*ТЕКСТ ДОКУМЕНТА*.
============

Текст научной работы на тему ««Жест, обращенный к беспредельности», в музыкальной композиции последней трети ХХ века. Брайн Фернихоу и Джон кейдж: сложные концепции и сокрушение границ, структурное и стихийное»

2012

ВЕСТНИК САНКТ-ПЕТЕРБУРГСКОГО УНИВЕРСИТЕТА

Сер. 15

Вып. 3

ТЕОРИЯ И ИСТОРИЯ МУЗЫКАЛЬНОГО ИСКУССТВА

УДК 7.01 С. В. Лаврова

жест, обращенный к беспредельности», в музыкальной композиции последней трети хх века. БрАйн ФЕрнИХоУ и джон кЕйдЖ: сложные концепции и сокрушение границ, структурное и стихийное

Одним из ключевых понятий постмодернизма является трансгрессия, фиксирующая феномен перехода непроходимой границы, прежде всего границы возможного и невозможного. С точки зрения М. Фуко, трансгрессия — это «жест, обращенный к беспредельности» [1, p. 758; 2], М. Бланшо определяет ее как «преодоление непреодолимого предела» [3].

Стремление к пересечению границы «возможного», к выходу в беспредельное пространство свободных взаимовлияний служит своего рода «отправной точкой» для образования перекрестных связей. Ориентиром становится обращенность к сложным концепциям, и это относится как к новой музыке, так и, в равной степени, к другим областям творческой энергии последней трети ХХ — начала ХХ! века.

============

*ПРЕДОСТАВЛЕННЫЕ МАТЕРИАЛЫ*.
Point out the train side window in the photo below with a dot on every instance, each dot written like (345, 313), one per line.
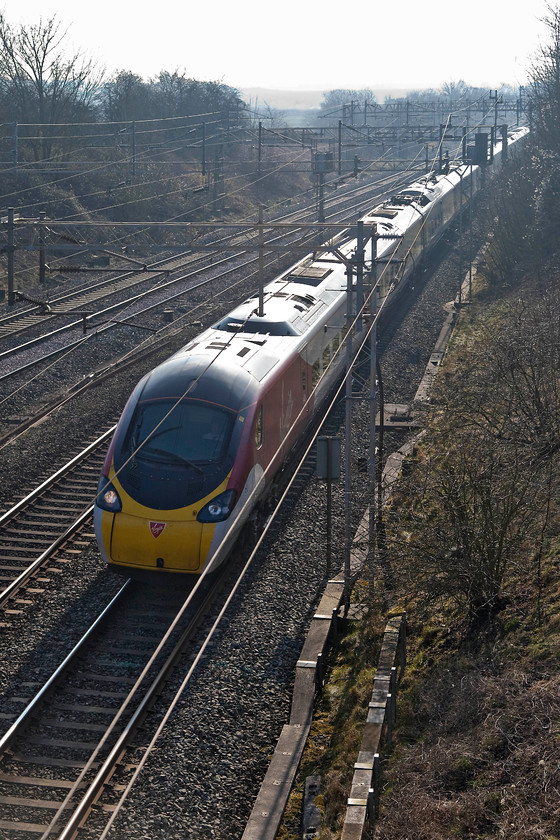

============

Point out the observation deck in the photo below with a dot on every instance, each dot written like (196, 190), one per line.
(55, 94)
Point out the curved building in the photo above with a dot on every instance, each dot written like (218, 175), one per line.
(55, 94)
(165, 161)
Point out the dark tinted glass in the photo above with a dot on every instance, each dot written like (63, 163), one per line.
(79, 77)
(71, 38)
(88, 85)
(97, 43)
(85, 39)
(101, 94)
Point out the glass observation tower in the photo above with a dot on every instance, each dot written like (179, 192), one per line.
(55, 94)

============

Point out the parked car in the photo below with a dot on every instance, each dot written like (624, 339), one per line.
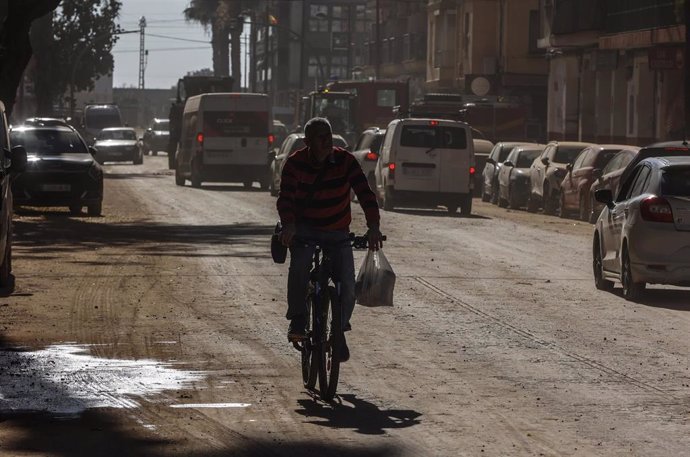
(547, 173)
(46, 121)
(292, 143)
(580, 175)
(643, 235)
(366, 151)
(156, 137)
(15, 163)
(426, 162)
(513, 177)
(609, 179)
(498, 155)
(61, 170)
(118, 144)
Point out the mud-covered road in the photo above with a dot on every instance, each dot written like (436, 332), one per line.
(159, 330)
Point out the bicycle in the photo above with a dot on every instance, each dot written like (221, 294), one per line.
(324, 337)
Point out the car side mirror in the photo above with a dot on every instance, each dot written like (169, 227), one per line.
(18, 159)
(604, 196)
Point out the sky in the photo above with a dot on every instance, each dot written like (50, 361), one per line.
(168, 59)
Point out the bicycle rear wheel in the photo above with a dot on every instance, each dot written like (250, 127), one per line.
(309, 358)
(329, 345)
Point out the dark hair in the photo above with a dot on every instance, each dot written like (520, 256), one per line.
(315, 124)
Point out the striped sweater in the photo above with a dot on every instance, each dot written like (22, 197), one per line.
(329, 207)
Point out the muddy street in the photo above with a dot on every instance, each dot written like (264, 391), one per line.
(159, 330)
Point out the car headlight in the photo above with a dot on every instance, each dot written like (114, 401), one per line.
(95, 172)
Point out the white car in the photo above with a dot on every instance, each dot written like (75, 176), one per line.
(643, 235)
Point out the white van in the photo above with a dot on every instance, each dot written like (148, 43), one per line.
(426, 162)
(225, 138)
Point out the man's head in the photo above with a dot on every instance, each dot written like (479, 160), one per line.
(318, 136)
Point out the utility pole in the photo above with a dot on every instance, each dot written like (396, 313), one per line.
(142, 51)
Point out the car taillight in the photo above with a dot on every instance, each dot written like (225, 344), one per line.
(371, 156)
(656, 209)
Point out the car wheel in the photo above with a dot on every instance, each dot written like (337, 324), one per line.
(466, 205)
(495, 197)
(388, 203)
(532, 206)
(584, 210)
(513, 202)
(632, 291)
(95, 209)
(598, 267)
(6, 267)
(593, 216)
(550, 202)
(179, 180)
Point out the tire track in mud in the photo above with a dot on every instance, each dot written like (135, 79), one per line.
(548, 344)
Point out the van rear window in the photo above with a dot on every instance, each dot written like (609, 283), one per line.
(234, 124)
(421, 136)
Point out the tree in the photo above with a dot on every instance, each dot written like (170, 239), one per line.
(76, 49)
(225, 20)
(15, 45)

============

Перепишите без изменений фрагмент текста документа, который открывается словами «Стремление к пересечению» и завершается словами «начала ХХ! века.».

*РЕШЕНИЕ ЗАДАНИЯ*.
Стремление к пересечению границы «возможного», к выходу в беспредельное пространство свободных взаимовлияний служит своего рода «отправной точкой» для образования перекрестных связей. Ориентиром становится обращенность к сложным концепциям, и это относится как к новой музыке, так и, в равной степени, к другим областям творческой энергии последней трети ХХ — начала ХХ! века.